[EXERCISE BRIEF] Reproduce every line of the items below without changing anything.

[RECORDS FOR THE TASK]
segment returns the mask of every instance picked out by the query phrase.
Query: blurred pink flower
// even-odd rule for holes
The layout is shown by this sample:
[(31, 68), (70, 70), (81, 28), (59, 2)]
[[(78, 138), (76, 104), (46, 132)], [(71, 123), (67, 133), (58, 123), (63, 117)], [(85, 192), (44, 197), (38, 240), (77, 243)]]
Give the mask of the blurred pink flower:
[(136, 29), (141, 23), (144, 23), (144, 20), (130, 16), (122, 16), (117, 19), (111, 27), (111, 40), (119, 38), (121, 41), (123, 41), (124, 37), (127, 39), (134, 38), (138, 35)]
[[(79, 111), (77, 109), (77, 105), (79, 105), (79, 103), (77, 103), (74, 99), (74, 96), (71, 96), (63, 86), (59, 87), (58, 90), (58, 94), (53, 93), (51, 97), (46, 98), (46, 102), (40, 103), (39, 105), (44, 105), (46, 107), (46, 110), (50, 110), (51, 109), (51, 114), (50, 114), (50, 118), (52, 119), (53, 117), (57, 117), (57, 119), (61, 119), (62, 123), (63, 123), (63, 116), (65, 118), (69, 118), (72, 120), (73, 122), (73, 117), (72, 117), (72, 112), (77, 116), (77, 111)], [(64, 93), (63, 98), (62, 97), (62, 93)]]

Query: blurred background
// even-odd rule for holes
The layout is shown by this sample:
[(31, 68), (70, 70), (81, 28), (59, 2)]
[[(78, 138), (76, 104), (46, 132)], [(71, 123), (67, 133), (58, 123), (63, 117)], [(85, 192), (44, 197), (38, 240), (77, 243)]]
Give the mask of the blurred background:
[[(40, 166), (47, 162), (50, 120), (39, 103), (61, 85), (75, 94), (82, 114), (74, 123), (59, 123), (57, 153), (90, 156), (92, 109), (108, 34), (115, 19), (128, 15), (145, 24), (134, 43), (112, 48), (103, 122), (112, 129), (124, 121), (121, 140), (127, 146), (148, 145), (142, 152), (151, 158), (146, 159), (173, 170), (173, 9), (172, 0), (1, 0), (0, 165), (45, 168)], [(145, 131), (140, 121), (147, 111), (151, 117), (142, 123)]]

[RESULT OF THE EXERCISE]
segment returns the mask of every instance picked out by the query phrase.
Query: blurred pink flower
// even-odd rule for holes
The layout is shown by this sample:
[(31, 68), (70, 70), (81, 28), (59, 2)]
[[(78, 138), (76, 104), (46, 132)], [(71, 123), (67, 133), (58, 123), (63, 117)], [(85, 192), (44, 197), (38, 240), (77, 243)]]
Give the mask of the blurred pink flower:
[(136, 29), (141, 23), (144, 23), (144, 20), (130, 16), (122, 16), (117, 19), (111, 27), (111, 40), (119, 38), (121, 41), (123, 41), (124, 37), (127, 39), (134, 38), (138, 35)]
[[(79, 111), (77, 109), (77, 105), (79, 105), (79, 103), (77, 103), (74, 99), (74, 96), (71, 96), (63, 86), (59, 87), (58, 90), (58, 94), (53, 93), (51, 97), (46, 98), (46, 102), (40, 103), (39, 105), (44, 105), (46, 107), (46, 110), (50, 110), (51, 109), (51, 114), (50, 114), (50, 118), (52, 119), (53, 117), (57, 117), (57, 119), (61, 119), (62, 123), (63, 123), (63, 116), (65, 118), (69, 118), (72, 120), (73, 122), (73, 117), (72, 117), (72, 112), (77, 116), (77, 111)], [(64, 93), (63, 98), (62, 97), (62, 93)]]

Query: blurred background
// even-odd rule for holes
The layout is shown by this sample:
[(31, 68), (70, 70), (81, 28), (59, 2)]
[[(78, 138), (76, 104), (46, 132)], [(71, 123), (67, 133), (58, 123), (63, 117)], [(85, 192), (44, 197), (38, 240), (77, 243)]]
Give the mask of the blurred background:
[[(40, 166), (47, 162), (50, 120), (39, 103), (61, 85), (75, 94), (82, 114), (74, 123), (59, 123), (57, 153), (90, 156), (92, 109), (108, 34), (115, 19), (128, 15), (145, 24), (134, 43), (112, 48), (103, 122), (112, 129), (124, 121), (121, 140), (127, 146), (148, 145), (142, 152), (151, 158), (146, 159), (173, 170), (173, 9), (172, 0), (1, 0), (0, 165), (45, 168)], [(145, 131), (140, 121), (147, 111), (151, 117), (142, 123)]]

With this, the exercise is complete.